### Dataset rows on where objects appear
***

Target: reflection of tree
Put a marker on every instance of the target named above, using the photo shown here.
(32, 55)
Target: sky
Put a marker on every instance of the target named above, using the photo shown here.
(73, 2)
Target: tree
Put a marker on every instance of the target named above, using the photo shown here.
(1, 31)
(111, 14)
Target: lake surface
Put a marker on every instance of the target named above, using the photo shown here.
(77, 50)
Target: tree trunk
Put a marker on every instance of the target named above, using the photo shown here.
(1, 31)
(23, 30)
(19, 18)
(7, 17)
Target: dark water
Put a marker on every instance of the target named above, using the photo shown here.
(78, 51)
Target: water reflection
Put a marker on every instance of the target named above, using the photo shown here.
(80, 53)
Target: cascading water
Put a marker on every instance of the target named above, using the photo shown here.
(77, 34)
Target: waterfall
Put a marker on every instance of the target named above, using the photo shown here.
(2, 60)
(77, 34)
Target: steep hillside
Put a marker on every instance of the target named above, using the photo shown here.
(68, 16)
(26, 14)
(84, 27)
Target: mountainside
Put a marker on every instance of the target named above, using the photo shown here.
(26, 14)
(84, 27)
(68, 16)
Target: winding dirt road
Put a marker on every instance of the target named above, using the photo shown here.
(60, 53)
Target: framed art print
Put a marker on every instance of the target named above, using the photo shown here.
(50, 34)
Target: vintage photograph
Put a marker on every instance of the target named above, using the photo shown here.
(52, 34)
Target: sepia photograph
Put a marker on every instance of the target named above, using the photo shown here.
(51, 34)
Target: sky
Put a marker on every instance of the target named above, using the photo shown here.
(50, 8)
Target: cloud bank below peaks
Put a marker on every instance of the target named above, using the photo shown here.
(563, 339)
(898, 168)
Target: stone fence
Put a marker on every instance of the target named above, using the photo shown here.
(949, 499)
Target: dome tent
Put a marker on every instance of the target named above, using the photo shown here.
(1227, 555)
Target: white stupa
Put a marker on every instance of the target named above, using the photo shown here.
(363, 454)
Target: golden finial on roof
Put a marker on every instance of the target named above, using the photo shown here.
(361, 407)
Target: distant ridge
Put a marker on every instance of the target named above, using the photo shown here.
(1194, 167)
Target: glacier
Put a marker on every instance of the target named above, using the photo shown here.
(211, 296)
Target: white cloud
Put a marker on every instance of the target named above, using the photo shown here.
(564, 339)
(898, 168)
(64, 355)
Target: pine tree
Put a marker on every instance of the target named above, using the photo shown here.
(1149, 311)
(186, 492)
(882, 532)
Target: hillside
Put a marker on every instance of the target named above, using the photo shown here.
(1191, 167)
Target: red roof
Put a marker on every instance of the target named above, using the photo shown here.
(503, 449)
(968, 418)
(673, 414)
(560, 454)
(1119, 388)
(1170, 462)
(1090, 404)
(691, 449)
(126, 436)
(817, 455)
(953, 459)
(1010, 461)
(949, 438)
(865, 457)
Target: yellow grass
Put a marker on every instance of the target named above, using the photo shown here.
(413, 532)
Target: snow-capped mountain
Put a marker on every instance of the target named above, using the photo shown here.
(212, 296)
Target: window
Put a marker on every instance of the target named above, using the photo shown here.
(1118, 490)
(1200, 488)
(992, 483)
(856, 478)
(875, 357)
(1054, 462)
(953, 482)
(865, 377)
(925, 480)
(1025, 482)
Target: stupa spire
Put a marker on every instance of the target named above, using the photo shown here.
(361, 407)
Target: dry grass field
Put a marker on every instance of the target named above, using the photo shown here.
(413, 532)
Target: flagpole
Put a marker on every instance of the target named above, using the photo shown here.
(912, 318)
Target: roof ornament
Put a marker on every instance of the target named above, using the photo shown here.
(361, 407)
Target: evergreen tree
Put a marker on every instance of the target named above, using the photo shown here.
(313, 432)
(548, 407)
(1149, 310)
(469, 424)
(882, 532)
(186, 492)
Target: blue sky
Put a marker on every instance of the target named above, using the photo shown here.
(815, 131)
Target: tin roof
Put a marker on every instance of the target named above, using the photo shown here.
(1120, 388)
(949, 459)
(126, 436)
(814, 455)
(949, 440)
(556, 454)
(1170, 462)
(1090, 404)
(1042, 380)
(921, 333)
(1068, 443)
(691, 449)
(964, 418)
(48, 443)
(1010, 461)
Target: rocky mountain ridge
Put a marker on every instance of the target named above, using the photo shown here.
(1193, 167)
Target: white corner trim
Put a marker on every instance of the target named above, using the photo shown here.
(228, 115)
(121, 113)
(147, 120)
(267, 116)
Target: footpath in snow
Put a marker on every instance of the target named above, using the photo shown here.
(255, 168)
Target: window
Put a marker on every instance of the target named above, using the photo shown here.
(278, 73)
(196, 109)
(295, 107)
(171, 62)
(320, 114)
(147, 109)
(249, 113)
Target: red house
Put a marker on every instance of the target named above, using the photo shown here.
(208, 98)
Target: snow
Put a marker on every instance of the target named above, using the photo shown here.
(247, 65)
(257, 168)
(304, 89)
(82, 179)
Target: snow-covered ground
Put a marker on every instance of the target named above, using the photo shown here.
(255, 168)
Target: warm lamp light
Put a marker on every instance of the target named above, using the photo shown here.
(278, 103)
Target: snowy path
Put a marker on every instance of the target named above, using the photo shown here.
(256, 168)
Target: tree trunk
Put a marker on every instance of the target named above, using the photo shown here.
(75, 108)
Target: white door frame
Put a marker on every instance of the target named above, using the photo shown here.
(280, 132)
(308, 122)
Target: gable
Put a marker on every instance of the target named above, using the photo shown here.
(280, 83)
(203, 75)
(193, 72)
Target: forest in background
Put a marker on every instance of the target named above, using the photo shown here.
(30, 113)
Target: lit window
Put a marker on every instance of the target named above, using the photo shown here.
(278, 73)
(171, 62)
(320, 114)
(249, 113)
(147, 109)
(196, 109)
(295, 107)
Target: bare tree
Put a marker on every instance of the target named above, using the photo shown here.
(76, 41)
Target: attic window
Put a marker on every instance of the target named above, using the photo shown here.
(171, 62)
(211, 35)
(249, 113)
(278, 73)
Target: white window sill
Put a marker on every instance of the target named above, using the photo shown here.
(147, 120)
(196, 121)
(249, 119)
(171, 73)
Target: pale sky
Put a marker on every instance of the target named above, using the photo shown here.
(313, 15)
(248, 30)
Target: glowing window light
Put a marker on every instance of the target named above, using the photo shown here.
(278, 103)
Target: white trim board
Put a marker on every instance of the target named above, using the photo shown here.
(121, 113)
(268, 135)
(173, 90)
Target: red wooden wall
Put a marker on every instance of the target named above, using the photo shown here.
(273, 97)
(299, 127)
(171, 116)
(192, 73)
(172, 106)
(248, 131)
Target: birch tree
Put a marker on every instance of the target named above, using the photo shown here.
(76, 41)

***

### Your task
Arrange the rows from the line with "Target: red wooden wall" up to and including the end of the rows as a two-column CSV with the columns text and answer. Give one line per row, put each field in quotation marks, and turn line breaks into spaces.

### Written response
text,answer
"Target: red wooden wall Put a marker on every instance of the target named above, using the photo shown here.","(273, 97) (299, 127) (171, 116) (192, 73) (172, 106) (248, 131)"
"Target: birch tree Put a marker on every instance of the target named above, using the photo shown here.","(76, 41)"